[EXERCISE DATA — start]

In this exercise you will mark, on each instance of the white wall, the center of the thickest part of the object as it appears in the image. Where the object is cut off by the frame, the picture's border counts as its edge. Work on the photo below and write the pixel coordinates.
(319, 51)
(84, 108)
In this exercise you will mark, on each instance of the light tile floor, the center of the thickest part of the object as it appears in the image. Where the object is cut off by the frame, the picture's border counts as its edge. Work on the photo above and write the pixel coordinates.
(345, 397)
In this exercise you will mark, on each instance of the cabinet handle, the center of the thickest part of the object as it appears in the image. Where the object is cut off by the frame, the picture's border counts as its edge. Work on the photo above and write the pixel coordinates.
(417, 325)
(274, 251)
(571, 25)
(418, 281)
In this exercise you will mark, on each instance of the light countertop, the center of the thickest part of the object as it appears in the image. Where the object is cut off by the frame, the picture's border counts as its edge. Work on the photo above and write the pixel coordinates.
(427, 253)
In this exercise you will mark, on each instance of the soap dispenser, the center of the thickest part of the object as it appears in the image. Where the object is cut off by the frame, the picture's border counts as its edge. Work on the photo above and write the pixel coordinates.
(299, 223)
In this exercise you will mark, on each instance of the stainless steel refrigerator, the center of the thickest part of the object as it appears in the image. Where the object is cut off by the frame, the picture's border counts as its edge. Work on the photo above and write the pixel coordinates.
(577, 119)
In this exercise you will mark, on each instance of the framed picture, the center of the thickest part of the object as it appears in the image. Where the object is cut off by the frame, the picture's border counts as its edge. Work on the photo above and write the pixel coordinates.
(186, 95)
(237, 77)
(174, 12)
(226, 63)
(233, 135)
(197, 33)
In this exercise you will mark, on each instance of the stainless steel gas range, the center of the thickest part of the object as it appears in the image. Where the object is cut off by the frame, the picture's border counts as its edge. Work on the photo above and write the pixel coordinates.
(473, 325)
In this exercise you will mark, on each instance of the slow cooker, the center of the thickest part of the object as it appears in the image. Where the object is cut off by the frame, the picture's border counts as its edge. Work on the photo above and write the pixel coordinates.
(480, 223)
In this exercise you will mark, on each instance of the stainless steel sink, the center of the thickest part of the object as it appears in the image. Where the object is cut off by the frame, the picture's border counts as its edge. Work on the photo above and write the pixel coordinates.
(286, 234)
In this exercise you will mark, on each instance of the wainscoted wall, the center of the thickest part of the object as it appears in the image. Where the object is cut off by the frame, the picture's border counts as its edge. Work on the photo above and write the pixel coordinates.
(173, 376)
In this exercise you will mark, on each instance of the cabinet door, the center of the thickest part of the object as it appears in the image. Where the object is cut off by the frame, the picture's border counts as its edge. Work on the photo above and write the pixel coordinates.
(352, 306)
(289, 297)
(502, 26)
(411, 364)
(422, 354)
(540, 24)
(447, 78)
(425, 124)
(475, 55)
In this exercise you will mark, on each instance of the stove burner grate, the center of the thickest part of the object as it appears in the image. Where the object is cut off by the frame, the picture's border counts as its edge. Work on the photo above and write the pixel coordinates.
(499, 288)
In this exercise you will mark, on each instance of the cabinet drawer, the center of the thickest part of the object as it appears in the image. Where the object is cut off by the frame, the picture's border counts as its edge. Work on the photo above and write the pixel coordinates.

[EXERCISE DATA — finish]

- [WORK TASK]
Lines from the one that contains "of the stove" through the final line of the entries must be duplicated exactly, and no other lines.

- [EXERCISE OUTPUT]
In this exercise you will mark, on each instance of the stove burner grate, the center of the thickest part of the object as it appears in the image. Where the object is cut off by the frame, the picture's border counts as its edge. Work on the photo above and write the pixel coordinates.
(499, 288)
In this exercise you will mark, on each instance of the cabinet drawer, the center of the thickest part of the object as it appears in the image. Where the object is cut off by the frame, the picture's border counts as its edge. Work on the photo above and write the pixel coordinates.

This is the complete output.